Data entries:
****************
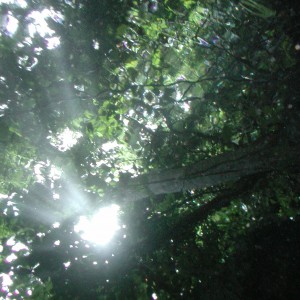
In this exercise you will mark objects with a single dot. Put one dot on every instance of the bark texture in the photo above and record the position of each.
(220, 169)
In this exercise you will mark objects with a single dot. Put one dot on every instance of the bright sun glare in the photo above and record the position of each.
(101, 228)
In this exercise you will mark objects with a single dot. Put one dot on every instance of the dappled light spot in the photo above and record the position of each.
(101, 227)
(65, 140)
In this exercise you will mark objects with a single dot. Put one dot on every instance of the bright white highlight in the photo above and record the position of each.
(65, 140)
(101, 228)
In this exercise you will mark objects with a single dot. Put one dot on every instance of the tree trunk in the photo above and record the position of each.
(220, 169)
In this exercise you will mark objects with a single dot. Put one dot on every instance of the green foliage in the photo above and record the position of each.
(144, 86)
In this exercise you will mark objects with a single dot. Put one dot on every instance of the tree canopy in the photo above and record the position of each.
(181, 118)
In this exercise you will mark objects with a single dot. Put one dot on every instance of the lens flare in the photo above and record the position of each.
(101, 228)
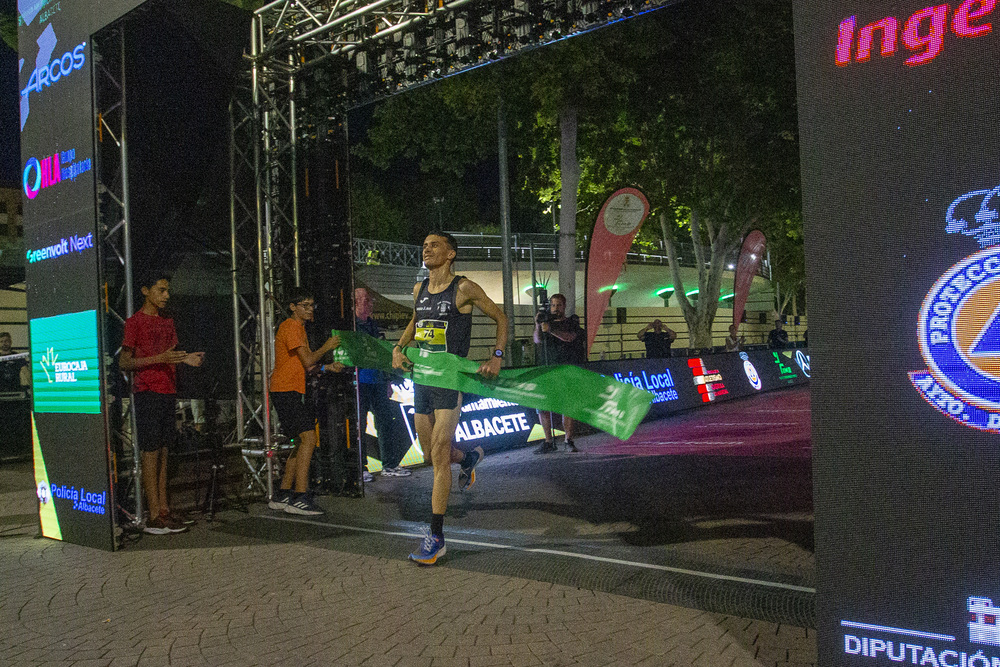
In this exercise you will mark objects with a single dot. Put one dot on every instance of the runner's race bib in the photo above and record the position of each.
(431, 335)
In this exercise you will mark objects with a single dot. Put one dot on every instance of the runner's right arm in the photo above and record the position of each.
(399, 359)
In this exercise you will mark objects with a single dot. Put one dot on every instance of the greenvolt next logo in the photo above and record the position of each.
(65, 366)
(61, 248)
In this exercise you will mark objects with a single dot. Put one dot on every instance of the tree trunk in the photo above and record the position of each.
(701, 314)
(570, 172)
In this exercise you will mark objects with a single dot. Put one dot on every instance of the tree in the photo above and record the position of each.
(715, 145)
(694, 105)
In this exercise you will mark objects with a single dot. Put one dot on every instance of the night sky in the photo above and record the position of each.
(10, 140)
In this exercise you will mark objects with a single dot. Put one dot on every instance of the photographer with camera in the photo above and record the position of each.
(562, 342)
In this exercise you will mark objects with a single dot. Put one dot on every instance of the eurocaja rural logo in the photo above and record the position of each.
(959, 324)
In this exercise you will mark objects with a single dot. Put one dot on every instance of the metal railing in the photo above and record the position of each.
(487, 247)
****************
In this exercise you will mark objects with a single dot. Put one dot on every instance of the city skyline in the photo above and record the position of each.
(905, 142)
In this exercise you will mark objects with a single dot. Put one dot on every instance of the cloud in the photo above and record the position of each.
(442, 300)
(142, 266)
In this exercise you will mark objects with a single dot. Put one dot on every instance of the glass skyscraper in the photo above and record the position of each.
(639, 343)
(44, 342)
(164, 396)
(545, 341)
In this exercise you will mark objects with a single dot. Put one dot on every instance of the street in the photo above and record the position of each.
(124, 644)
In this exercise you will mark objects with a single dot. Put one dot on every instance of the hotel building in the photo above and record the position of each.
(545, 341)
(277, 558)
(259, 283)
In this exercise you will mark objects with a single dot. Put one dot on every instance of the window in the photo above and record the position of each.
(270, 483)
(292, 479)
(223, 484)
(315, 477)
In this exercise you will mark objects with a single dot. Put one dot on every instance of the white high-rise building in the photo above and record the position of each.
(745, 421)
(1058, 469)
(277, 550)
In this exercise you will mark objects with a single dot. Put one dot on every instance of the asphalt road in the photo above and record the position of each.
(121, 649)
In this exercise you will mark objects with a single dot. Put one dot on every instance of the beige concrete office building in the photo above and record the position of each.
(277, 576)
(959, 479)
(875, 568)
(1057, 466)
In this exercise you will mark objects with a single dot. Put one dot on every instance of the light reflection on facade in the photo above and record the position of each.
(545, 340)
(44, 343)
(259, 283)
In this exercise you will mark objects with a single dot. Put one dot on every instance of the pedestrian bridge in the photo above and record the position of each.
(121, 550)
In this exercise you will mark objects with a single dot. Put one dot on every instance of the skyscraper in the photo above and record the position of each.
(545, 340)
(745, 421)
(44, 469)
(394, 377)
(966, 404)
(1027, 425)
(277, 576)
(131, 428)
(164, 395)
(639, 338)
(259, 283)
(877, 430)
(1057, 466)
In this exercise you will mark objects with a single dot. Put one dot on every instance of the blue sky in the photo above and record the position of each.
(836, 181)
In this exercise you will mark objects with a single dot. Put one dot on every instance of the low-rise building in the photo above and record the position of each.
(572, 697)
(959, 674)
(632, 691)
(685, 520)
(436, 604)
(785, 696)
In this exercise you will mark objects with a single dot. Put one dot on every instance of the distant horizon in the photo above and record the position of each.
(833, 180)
****************
### Task statement
Pick out every line above that contains the string "hotel", and copy each one.

### Written response
In this exercise you will mark objects with a single dot. Put one dot on every instance of the hotel building in the photo above and record the position of each.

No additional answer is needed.